### Instructions for the task
Exactly as written, set down each line of the data below except its pictures.

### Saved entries
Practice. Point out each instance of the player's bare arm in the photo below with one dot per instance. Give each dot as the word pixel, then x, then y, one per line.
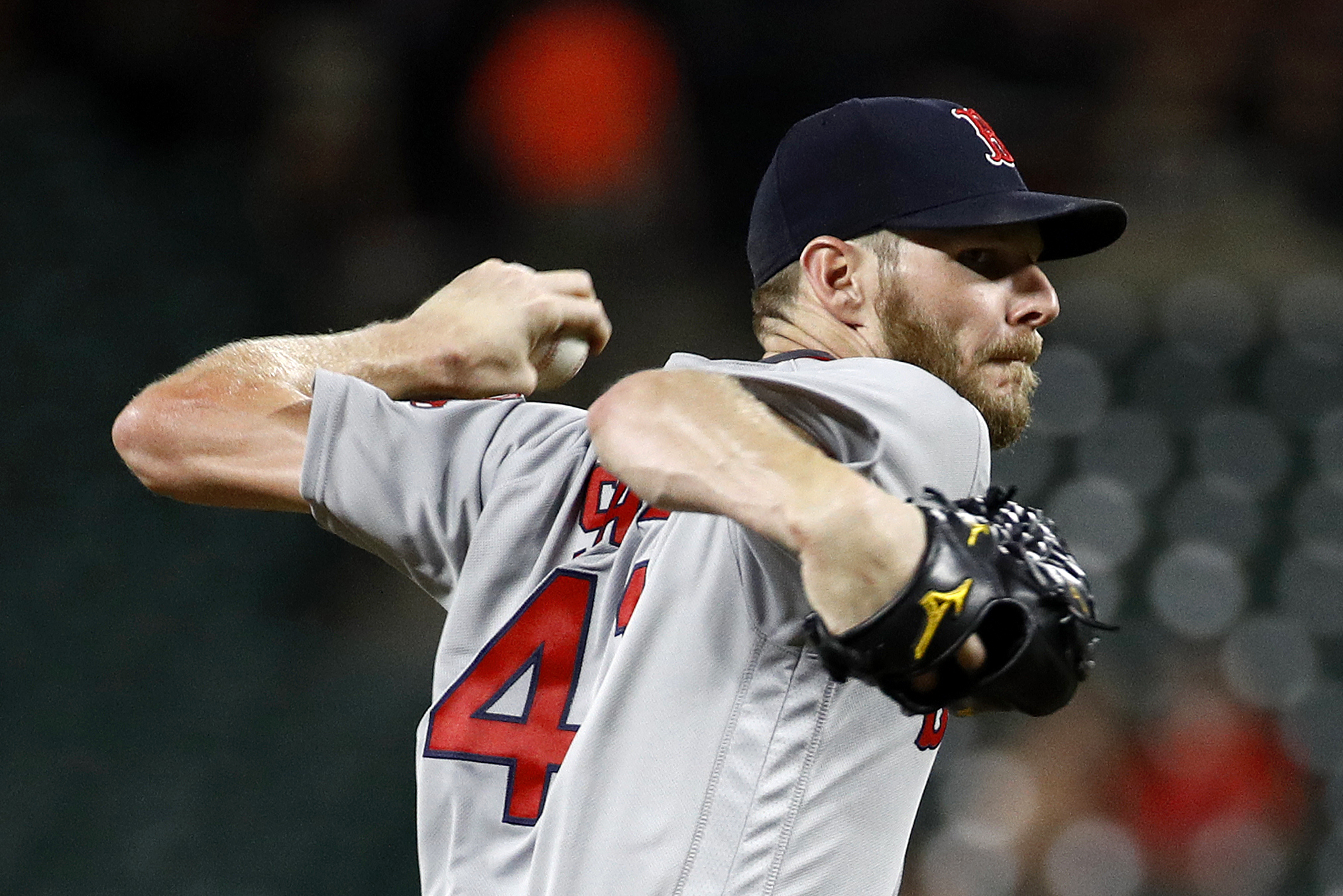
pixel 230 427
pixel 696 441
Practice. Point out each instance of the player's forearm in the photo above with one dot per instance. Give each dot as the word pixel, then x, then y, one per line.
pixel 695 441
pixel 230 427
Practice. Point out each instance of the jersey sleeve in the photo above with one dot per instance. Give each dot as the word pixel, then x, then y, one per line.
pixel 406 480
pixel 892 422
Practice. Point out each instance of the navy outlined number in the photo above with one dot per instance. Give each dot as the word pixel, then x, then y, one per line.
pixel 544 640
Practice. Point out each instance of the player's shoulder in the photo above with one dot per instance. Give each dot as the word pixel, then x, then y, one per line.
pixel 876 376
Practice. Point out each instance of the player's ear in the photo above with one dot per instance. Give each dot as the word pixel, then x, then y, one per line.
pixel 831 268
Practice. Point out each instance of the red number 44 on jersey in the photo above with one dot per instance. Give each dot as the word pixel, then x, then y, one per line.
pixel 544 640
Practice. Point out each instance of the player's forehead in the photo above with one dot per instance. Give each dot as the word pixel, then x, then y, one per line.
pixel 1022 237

### Reply to the task
Practice. Point out each instance of the player's bare arm in the photo below with one dot per instance. Give each dot as the word pixel, then x, then y, one per line.
pixel 230 427
pixel 696 441
Practice. Point out each instance of the player's forearm in the photo above with one dot per instance. Give each dot as the word pixel, then x, then y, one per line.
pixel 695 441
pixel 230 427
Practice. Point out each instance of the jersey sleeve in the photo above with one dot per instance. Give each dot as the word pixel, then x, then y, one per line.
pixel 406 480
pixel 892 422
Practice. Point out each instance of the navy outlined number in the photo above with one dot per instance. Give each dot as the word pixel, then x, then y, one per line.
pixel 544 640
Practice. Point out each instance of the player's shoulder in the photo above with one dot per instance. Give each dot as the word pixel, then x, then y, one per line.
pixel 876 376
Practice. Point out each instance of the player's ear in the photo above with one dot per instance. Give each dot as the word pixel, then x, then y, one per line.
pixel 831 268
Practice. Point out each instance of the red number 44 on jersey in the photo above with one dot per instance. Give each dot as the word pixel, then x, then y, one per line.
pixel 544 640
Practice. Point out each instance of the player's forehead in the photo above with one dot per instance. Give each dot as the word pixel, then x, then y, one per line.
pixel 1022 237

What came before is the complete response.